Denitrification is a form of respiration. Only microorganisms break down nitrate to nitrous oxide or nitrogen, in order to make energy. This process is part of the nitrogen cycle, which is the recycling of nitrogen containing compounds through the biosphere. Nitrate (NO3-) is often a component of fertilizers and with the greater use of fertilizers in our world, the importance of the processes by which bacteria break them down becomes important. It matters whether organisms break down nitrate to nitrous oxide (N2O) or nitrogen (N2), because nitrogen is pretty unreactive in the atmosphere but, nitrous oxide has over 200 times the global warming potential of carbon dioxide.
Figure 2. Denitrification (breaking down nitrate to nitrogen)
Each of the reactions shown above require an enzyme ( a protein which catalyzes a chemical reaction) to perform the reaction. I work primarily with the enzymes which catalyze the reaction of the step which produces nitrous oxide, i.e when nitric oxide (NO) is reduced to nitrous oxide. This enzyme is called the nitric oxide reductase (NOR). All NORs in microbes are related to one another because they have structural similarities and similar amino acids to make them up.
How important are the similarities and differences in amino acids of proteins?

=====

**What you will do:**
Rewrite the denitrification text from "Denitrification is a" up to and including "nitrate to nitrogen)", replacing "microorganisms" with "microbes".

=====

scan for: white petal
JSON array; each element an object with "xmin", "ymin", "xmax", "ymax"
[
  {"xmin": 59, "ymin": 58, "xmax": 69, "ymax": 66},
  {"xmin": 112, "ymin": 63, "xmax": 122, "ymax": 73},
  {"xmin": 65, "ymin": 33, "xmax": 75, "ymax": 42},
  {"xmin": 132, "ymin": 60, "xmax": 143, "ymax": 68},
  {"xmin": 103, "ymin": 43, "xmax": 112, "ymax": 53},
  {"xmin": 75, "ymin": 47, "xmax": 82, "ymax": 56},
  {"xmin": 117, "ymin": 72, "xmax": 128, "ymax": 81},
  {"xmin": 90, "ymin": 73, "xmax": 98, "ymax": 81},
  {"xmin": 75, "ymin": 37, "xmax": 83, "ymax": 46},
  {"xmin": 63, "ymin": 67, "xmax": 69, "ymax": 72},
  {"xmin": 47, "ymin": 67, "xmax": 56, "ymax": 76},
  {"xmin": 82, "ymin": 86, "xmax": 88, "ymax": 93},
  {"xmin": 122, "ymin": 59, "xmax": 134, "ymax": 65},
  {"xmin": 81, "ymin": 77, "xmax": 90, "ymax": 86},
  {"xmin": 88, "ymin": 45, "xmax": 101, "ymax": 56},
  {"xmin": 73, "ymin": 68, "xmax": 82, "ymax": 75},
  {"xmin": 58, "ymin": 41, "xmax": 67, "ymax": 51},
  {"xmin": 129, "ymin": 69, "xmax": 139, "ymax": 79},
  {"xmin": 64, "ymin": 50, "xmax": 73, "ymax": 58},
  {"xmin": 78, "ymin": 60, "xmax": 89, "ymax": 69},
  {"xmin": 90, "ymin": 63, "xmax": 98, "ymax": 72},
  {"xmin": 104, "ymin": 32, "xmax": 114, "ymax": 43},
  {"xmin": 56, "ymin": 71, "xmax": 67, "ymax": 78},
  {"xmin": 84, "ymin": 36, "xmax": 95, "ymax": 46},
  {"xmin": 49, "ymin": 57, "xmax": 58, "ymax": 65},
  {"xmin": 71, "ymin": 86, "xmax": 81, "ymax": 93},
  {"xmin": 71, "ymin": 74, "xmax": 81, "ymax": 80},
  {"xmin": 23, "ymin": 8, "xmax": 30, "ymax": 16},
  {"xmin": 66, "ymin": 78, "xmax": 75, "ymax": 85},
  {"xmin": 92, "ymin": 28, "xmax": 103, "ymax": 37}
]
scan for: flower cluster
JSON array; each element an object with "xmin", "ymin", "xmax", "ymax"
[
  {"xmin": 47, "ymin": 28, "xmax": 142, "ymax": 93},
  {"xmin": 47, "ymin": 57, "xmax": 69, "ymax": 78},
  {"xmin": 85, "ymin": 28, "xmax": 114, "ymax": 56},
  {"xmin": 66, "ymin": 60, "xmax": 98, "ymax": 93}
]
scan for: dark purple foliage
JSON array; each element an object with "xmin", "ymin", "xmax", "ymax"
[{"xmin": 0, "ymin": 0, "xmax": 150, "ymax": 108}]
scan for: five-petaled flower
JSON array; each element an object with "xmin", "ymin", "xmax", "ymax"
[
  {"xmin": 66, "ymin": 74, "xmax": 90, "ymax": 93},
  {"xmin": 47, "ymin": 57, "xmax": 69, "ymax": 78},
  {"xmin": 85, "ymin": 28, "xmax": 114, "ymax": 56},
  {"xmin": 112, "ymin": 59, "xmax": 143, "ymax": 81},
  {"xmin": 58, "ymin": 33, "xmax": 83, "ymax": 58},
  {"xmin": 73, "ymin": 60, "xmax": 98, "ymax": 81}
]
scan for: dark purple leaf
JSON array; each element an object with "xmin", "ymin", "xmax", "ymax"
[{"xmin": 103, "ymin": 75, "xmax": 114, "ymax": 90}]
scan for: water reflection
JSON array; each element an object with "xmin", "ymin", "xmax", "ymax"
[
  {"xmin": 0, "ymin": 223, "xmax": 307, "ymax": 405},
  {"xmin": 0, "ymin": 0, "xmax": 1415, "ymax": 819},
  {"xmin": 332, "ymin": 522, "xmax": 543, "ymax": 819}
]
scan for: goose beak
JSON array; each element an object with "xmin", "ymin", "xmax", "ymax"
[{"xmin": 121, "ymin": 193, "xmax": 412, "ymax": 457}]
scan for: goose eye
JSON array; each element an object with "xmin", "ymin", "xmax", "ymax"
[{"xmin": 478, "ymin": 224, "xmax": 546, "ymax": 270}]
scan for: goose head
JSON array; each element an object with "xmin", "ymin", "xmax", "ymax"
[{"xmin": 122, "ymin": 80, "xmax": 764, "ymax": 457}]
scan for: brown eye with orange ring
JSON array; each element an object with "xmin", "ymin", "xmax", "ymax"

=====

**Solution for this task:**
Denitrification is a form of respiration. Only microbes break down nitrate to nitrous oxide or nitrogen, in order to make energy. This process is part of the nitrogen cycle, which is the recycling of nitrogen containing compounds through the biosphere. Nitrate (NO3-) is often a component of fertilizers and with the greater use of fertilizers in our world, the importance of the processes by which bacteria break them down becomes important. It matters whether organisms break down nitrate to nitrous oxide (N2O) or nitrogen (N2), because nitrogen is pretty unreactive in the atmosphere but, nitrous oxide has over 200 times the global warming potential of carbon dioxide.
Figure 2. Denitrification (breaking down nitrate to nitrogen)